EXERCICE 1
Relevez tous les noms propres de lieux qui figurent dans l'extrait.
EXERCICE 2
D'après l'extrait, qu'est-ce qui est disposé sur les berges de verdure qui bordent le fleuve ?
EXERCICE 3
Remplacez « chaises » par « bancs » dans l'extrait, puis recopiez le passage qui s'ouvre sur les mots « Le fleuve, la » et s'achève après « joaillerie et d’orfèvrerie. ».

Le fleuve, la colline et la plaine

Un vent de fraicheur nous étreint lorsque nous parvenons à l’Arno. Le fleuve est bordé par des berges de verdure sur lesquelles sont disposés des chaises et des tables. Les flâneurs peuvent s’y reposer, et les aquarellistes y peindre le Ponte Vecchio jusqu’à l’ivresse. Ce dernier vole la vedette à tous les ponts enjambant le fleuve. Des bâtisses bigarrées s’agrippent à ses bordures et prolonge l’urbanité en suspension au-dessus des eaux. Autrefois consacré à la boucherie et aux tripes, il s’y perpétue depuis plusieurs siècles une activité de joaillerie et d’orfèvrerie.

Passé l’Arno, plusieurs collines s’accolent les unes aux autres. Sillonnant en travers comme une onde, les vieux murs de la ville rappellent le pan militaire de l’histoire de la cité, qui fut assiégée plus d’une fois. En gravissant les marches du Giradino delle rose, on atteint la piazzale Michelangelo (encore lui) qui offre la vue la plus emblématique sur la ville.

(Données de localisation de points)

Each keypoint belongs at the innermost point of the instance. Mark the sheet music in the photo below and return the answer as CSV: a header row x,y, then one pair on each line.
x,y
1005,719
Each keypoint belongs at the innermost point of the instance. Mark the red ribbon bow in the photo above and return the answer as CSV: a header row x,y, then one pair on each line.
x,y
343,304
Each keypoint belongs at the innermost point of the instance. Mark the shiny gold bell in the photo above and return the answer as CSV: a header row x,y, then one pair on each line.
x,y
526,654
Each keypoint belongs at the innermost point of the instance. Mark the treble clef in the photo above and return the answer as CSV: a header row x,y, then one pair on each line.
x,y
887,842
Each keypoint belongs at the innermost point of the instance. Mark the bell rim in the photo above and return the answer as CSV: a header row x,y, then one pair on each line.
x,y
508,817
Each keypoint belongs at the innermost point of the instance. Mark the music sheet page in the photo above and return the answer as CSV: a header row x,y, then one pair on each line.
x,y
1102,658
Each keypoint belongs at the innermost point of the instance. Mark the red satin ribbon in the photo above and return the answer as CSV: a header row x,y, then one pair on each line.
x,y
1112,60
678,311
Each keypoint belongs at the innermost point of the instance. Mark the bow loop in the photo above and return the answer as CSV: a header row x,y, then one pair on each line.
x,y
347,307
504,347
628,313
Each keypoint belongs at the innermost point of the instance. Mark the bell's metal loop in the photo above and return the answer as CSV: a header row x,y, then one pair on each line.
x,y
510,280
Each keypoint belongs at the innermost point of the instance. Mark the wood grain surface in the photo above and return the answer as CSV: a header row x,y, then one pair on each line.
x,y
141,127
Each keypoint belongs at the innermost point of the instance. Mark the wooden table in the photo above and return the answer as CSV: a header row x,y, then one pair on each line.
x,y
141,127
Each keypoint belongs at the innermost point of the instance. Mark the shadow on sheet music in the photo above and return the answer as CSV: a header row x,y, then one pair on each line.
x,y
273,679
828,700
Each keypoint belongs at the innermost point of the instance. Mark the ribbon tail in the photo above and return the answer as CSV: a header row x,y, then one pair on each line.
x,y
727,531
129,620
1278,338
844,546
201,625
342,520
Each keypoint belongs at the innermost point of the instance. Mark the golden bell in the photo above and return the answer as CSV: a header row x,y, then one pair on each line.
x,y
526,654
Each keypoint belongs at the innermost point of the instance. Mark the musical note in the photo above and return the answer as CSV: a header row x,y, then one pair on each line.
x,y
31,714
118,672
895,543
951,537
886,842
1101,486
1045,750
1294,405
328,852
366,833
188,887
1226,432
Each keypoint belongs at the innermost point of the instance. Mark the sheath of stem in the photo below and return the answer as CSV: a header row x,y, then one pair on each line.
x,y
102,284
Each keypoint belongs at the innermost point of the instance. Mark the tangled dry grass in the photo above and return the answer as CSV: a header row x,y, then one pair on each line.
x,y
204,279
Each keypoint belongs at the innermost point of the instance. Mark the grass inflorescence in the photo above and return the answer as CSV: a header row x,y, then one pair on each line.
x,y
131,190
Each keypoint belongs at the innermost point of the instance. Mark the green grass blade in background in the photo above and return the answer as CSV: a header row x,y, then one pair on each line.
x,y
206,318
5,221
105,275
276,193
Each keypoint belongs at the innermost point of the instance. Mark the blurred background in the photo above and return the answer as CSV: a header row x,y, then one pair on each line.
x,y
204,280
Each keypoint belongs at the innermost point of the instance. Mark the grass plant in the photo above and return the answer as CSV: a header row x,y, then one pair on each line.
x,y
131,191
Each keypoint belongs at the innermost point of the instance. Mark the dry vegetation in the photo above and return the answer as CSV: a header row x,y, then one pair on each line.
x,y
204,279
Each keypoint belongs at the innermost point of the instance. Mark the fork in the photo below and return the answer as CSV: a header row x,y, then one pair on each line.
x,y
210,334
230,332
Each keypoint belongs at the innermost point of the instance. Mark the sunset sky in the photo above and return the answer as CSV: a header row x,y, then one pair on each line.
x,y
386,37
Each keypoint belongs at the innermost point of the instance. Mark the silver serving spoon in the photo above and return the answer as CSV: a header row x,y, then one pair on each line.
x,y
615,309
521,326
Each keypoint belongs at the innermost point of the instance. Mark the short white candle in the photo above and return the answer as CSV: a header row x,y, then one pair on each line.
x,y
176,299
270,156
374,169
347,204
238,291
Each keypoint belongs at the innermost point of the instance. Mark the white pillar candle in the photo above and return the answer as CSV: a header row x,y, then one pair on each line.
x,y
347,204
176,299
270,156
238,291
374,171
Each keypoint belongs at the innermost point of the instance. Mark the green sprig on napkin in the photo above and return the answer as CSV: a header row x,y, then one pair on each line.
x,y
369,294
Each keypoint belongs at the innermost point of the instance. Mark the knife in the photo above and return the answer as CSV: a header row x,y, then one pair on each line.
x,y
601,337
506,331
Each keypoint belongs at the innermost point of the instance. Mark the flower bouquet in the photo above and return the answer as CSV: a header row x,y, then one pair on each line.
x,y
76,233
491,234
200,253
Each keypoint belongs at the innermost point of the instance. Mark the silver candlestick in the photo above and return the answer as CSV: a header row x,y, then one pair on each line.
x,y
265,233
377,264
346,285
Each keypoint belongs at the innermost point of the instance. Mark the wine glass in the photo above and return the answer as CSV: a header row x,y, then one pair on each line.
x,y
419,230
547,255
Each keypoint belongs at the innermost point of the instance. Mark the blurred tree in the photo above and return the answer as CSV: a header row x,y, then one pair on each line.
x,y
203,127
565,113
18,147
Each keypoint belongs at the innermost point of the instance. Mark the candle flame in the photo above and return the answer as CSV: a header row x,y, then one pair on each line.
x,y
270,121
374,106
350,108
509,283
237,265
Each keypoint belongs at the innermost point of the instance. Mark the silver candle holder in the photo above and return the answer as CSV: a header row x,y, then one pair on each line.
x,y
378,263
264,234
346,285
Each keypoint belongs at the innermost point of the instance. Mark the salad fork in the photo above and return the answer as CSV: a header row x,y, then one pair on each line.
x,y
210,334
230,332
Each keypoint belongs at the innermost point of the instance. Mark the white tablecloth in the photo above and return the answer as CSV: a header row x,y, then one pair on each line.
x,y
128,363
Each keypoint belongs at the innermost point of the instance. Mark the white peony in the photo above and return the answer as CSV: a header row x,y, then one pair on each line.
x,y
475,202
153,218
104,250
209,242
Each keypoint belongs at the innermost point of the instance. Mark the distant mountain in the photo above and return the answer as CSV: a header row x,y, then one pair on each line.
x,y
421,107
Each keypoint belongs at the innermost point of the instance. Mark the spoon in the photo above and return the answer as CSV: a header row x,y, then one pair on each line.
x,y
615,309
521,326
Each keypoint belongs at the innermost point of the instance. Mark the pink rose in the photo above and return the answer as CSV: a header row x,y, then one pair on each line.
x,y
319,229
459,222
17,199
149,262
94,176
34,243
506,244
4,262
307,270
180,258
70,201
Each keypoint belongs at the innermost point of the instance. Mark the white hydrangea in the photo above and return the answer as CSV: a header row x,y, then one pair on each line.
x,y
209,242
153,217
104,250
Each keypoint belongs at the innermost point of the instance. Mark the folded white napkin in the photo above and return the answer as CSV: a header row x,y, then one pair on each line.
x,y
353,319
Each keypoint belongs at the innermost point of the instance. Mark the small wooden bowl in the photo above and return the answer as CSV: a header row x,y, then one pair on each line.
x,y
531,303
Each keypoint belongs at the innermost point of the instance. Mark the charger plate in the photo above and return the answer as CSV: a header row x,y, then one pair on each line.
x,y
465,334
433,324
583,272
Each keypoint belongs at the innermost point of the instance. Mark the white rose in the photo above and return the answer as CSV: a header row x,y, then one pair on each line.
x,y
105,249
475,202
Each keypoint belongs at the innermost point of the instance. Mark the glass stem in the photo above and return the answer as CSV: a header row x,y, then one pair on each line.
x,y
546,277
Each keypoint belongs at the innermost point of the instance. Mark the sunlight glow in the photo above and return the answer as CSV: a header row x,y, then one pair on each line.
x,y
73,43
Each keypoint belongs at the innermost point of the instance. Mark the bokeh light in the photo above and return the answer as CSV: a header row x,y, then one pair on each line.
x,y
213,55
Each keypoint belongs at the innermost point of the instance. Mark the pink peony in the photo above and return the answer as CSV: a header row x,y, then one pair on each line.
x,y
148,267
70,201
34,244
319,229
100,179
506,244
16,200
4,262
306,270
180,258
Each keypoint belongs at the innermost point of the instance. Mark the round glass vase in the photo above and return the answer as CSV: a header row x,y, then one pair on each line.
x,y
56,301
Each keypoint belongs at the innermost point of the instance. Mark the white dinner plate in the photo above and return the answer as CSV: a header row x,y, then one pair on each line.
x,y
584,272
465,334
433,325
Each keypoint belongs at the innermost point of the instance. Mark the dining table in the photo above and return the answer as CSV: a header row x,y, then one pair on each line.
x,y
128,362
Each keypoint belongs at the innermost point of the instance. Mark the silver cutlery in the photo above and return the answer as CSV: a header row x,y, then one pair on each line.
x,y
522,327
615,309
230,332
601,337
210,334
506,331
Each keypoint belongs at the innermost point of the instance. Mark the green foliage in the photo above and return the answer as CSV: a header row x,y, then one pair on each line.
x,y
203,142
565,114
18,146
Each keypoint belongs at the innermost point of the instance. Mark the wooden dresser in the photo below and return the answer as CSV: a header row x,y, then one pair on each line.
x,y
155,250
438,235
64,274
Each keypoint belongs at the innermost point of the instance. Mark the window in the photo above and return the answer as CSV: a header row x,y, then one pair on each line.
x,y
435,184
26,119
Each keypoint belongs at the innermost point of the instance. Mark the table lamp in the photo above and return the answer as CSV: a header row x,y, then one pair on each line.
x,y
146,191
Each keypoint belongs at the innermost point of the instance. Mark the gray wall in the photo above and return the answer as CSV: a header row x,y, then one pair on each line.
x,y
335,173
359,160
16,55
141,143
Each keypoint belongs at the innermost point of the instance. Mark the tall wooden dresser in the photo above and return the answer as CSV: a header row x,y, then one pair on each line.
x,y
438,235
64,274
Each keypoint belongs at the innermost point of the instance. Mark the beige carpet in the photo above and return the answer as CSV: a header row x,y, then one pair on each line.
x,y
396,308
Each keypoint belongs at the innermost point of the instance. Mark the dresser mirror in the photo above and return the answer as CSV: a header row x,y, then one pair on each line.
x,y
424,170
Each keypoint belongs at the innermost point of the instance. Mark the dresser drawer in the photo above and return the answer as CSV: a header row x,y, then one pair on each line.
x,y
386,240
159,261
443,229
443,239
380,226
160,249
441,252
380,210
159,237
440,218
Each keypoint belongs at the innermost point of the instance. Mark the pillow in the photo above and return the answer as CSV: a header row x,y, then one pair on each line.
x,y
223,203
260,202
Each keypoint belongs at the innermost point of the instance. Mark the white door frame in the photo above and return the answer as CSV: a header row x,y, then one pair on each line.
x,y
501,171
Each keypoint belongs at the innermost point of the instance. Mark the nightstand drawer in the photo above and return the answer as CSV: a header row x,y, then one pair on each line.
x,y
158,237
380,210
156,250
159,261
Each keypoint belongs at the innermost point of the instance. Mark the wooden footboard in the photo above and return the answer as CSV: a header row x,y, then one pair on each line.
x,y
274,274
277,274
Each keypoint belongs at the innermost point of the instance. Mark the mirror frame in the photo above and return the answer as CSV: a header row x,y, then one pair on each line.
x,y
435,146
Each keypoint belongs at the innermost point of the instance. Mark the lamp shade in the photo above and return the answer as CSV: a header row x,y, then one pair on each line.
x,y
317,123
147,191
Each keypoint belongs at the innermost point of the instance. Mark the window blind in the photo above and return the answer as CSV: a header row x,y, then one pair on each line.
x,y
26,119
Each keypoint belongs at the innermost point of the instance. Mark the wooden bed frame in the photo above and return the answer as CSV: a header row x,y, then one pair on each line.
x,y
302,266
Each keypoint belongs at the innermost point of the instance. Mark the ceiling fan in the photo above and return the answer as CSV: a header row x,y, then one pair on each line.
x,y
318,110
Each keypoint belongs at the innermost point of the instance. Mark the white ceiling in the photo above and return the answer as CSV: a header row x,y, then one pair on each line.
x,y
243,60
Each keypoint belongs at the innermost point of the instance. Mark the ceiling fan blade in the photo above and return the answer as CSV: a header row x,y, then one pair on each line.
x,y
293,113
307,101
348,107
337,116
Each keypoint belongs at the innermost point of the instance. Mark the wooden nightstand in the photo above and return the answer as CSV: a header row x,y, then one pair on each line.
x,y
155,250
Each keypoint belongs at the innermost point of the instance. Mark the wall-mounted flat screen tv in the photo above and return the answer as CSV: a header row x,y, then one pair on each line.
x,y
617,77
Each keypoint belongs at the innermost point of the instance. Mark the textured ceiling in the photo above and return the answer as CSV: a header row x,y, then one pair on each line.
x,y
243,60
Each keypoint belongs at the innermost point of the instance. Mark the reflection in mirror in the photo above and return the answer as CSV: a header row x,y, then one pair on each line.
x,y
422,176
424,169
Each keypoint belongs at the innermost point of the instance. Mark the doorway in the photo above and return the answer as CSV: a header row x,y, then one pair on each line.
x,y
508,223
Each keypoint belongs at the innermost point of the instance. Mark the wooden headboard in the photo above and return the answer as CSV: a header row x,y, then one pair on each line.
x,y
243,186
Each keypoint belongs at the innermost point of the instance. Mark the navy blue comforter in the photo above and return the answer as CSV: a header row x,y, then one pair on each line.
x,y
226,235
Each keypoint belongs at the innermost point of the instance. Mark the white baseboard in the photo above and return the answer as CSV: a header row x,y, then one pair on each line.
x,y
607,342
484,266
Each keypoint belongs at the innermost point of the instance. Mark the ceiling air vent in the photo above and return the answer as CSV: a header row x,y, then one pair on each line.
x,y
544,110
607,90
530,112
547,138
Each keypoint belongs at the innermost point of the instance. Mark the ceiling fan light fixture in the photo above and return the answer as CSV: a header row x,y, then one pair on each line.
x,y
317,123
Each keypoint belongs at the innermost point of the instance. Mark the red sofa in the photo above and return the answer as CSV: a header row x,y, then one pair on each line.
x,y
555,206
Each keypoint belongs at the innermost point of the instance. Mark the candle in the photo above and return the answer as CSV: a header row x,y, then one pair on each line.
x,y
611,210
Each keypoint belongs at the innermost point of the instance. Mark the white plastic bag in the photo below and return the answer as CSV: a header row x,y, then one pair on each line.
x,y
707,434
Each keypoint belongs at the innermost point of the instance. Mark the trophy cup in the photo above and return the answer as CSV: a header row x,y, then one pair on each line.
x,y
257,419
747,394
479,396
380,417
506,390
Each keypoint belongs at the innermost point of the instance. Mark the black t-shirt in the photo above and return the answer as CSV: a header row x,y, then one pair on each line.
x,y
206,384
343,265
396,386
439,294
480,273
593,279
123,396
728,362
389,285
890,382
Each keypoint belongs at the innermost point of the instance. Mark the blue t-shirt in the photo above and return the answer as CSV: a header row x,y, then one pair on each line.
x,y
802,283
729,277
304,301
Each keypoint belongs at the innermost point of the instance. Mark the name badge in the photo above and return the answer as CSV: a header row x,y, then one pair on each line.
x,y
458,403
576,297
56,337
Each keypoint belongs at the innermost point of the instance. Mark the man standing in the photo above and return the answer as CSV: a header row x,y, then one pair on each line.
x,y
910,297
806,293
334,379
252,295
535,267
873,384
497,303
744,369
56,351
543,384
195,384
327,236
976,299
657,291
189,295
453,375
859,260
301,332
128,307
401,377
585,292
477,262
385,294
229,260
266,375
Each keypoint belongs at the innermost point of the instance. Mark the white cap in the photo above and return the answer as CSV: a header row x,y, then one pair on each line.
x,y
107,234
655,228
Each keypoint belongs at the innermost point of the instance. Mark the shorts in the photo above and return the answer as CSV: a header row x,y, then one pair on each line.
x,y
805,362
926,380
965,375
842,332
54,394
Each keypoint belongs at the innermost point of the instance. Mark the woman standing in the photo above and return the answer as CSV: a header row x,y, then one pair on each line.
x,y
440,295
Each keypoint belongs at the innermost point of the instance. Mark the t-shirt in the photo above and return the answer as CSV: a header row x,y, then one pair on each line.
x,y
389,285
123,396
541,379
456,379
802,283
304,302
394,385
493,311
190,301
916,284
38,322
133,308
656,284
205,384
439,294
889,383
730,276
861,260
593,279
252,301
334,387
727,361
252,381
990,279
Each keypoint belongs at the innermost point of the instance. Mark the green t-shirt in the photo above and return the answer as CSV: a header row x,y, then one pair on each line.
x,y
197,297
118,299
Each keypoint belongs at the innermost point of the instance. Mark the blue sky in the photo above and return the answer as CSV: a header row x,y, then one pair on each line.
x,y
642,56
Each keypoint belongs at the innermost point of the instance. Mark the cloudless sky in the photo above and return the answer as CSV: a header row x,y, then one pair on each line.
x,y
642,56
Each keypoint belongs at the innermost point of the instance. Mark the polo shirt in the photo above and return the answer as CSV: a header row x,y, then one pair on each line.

RÉPONSE RÉDIGÉE 1
l'Arno, le Ponte Vecchio, le Giradino delle rose, la piazzale Michelangelo

RÉPONSE RÉDIGÉE 2
Des chaises et des tables.

RÉPONSE RÉDIGÉE 3
Le fleuve, la colline et la plaine

Un vent de fraicheur nous étreint lorsque nous parvenons à l’Arno. Le fleuve est bordé par des berges de verdure sur lesquelles sont disposés des bancs et des tables. Les flâneurs peuvent s’y reposer, et les aquarellistes y peindre le Ponte Vecchio jusqu’à l’ivresse. Ce dernier vole la vedette à tous les ponts enjambant le fleuve. Des bâtisses bigarrées s’agrippent à ses bordures et prolonge l’urbanité en suspension au-dessus des eaux. Autrefois consacré à la boucherie et aux tripes, il s’y perpétue depuis plusieurs siècles une activité de joaillerie et d’orfèvrerie.